Page text:
====

Pandemic Repercussions on Jobs Worse than Expected: UN
As the world recovers from COVID-19, the disparities in said recoveries lead to a worse impact on jobs internationally, with high-income countries suffering a lighter loss.
The International Labour Organization said Wednesday the impact of the COVID-19 pandemic on jobs was "worse than expected." The UN labor watchdog also expressed its concern regarding the stark disparity between advanced and developing economies in terms of recovering from the pandemic.
The ILO is projecting that global hours worked in 2021 will be 4.3% below those in the fourth quarter of 2019 - the last quarter before the pandemic - which amounts to 125 million full-time jobs.
The ILO Monitor, titled "COVID-19 and the world of work" this year, warned of a "great divergence" between developed and developing countries.
Total hours worked in low-income countries was 5.7% lower than that in 2019, while it stood at 7.3% in lower-middle-income countries.
Europe and Central Asia saw the smallest gap in terms of loss in hours - 2.5%. Asia and the Pacific came in second with a 4.6% loss.
The rest of the world saw different figures, for Africa had a decline of 5.6%, the Americas saw a 5.4% decline, and Arab States had the highest gap that amounted to 6.5%.
The disparities come due to the differences in rolling out vaccinations and fiscal stimulus packages, for without vaccines, the loss in hours worked globally in the second quarter of 2021 is projected to have been 6% instead of the recorded 4.8%.

====

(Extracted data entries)
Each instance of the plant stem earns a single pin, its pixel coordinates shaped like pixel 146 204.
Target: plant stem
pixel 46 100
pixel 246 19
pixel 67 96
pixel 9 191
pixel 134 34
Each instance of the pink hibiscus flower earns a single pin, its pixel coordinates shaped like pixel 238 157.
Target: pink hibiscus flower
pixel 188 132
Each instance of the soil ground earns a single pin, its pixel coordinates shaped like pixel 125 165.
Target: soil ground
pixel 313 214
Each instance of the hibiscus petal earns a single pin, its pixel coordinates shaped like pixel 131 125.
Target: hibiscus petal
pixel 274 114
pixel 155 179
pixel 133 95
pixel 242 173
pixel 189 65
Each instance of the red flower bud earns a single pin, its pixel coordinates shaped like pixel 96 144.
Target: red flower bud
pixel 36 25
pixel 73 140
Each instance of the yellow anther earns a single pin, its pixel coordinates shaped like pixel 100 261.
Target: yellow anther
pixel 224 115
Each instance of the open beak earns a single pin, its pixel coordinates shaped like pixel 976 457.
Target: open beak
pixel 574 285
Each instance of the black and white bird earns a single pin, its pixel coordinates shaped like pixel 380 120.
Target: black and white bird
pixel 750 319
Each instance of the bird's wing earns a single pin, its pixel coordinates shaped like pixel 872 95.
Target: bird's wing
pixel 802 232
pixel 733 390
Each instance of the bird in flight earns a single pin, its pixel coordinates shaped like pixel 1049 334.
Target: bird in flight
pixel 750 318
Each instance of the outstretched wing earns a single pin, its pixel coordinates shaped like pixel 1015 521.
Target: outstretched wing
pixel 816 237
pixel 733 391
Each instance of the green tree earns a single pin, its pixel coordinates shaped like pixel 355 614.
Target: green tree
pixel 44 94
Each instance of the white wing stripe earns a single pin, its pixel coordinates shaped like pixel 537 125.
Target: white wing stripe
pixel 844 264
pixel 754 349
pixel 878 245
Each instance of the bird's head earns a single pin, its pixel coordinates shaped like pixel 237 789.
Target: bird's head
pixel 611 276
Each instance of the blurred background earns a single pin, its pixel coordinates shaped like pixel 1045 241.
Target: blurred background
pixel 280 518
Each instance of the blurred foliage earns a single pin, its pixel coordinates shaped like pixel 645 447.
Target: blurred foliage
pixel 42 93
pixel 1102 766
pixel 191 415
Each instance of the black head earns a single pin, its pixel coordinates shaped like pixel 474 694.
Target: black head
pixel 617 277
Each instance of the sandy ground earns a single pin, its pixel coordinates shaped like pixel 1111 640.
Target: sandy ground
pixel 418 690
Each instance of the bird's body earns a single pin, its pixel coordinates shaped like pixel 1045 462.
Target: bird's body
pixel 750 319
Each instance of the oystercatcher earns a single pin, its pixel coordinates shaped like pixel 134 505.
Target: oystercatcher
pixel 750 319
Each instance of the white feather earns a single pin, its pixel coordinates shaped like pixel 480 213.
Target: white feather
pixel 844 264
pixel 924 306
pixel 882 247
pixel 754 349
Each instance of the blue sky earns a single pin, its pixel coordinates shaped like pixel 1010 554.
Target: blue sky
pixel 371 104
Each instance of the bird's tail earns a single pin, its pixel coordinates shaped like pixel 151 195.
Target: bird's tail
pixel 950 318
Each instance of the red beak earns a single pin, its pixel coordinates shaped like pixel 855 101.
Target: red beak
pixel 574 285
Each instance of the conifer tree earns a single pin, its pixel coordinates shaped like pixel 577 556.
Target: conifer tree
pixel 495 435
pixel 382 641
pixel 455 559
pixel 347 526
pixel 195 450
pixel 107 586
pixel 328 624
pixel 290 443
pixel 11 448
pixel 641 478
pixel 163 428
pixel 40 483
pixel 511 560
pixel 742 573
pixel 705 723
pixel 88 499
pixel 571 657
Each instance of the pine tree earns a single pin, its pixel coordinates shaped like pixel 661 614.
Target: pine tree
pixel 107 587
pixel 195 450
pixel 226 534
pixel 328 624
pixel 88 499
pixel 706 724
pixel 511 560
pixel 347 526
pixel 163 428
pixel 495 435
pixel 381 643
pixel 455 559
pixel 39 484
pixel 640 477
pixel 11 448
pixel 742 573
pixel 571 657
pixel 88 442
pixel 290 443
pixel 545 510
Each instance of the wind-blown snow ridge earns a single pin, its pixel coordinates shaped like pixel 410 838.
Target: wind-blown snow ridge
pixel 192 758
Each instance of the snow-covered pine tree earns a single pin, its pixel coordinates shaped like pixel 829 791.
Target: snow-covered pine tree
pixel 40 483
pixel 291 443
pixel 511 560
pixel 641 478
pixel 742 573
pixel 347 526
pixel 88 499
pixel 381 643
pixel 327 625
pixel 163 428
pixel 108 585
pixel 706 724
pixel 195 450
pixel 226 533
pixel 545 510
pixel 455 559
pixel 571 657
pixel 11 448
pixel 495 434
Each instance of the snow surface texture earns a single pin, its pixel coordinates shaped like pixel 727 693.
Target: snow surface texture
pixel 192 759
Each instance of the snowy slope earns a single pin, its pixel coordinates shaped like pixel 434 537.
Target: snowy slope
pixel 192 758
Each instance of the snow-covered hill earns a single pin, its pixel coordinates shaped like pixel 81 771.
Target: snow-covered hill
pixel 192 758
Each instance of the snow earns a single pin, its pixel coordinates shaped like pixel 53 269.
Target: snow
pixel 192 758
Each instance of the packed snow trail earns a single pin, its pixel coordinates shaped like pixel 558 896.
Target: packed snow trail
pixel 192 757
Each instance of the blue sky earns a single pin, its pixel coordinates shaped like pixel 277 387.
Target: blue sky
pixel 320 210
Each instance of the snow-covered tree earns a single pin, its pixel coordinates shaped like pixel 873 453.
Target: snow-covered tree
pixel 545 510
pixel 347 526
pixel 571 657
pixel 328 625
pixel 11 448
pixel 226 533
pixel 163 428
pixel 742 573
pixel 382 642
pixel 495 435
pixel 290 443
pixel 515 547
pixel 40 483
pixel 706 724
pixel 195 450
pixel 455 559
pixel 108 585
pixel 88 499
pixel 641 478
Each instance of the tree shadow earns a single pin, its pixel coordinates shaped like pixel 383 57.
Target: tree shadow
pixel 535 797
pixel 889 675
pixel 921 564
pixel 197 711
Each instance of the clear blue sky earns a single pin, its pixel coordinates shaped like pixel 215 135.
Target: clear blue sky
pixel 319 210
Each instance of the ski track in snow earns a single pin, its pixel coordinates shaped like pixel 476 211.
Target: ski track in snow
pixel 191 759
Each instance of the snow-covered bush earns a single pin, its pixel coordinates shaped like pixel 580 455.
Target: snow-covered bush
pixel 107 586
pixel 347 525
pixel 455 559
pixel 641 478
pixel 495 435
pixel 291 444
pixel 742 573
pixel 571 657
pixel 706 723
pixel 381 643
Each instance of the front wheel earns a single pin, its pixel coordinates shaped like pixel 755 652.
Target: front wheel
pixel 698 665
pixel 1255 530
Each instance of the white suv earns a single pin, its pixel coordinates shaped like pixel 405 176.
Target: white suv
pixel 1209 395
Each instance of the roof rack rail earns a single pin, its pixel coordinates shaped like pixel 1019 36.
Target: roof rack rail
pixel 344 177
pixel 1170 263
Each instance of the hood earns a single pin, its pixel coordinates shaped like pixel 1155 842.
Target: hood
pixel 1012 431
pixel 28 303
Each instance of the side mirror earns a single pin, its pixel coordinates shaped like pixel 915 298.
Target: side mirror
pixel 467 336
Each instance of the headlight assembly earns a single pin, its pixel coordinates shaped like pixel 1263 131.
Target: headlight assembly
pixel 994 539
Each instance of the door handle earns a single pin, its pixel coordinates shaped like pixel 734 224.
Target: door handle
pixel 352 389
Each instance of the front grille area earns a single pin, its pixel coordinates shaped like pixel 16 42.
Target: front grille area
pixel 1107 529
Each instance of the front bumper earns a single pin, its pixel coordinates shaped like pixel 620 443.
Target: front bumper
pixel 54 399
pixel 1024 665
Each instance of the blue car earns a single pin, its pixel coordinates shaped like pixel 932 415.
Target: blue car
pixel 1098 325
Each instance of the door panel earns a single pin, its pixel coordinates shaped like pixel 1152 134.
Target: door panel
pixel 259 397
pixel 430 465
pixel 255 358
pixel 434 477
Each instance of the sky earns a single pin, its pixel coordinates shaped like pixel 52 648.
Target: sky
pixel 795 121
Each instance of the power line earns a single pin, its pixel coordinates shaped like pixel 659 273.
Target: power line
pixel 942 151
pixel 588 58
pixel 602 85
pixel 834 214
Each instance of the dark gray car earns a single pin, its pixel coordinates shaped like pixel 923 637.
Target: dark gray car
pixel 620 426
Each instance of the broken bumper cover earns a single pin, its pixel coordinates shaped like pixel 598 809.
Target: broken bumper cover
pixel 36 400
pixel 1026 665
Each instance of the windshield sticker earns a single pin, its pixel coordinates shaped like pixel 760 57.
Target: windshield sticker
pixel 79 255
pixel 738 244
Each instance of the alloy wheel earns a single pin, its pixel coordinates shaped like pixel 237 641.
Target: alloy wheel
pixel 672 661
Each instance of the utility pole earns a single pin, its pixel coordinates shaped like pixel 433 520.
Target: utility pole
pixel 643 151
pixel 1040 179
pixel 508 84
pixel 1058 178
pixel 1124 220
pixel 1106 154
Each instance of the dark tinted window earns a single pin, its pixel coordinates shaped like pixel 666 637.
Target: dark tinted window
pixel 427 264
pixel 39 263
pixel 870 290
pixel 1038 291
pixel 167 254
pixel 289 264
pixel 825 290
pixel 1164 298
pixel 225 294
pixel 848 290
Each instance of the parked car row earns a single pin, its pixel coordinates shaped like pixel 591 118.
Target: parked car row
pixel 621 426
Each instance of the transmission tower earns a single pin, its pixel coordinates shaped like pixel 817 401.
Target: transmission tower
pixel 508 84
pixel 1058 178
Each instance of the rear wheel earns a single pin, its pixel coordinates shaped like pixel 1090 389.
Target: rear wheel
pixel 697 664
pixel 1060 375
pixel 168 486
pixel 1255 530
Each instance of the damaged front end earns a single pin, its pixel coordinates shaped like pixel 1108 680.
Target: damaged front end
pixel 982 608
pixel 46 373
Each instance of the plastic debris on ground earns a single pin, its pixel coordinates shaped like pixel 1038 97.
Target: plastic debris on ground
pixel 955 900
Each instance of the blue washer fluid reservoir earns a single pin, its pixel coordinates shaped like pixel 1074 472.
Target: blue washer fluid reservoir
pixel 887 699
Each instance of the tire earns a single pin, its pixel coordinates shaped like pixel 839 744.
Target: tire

====

Task description: Continue the article on the pandemic's impact on jobs from the point where it stops.

Output of the exercise:
The agency estimated that had low-income countries had more equitable access to vaccines, their working-hour recovery would have caught up with richer economies in just over one quarter.
The ILO asserted that these imbalances could be rapidly addressed through greater global solidarity in respect of vaccines.
Onto fiscal stimulus: The ILO said it had a pivotal role in terms of recovery, but that gap remains unaddressed, with around 86% of all measures being in high-income countries.
An increase amounting to 1% of a country's annual GDP increased annual working hours by 0.3% on average in comparison to the fourth quarter of 2019.
The ILO had previously estimated that the work hours lost in 2021 would be equivalent to 100 million full-time jobs lost, so the new projection was very shocking for the UN agency and the world.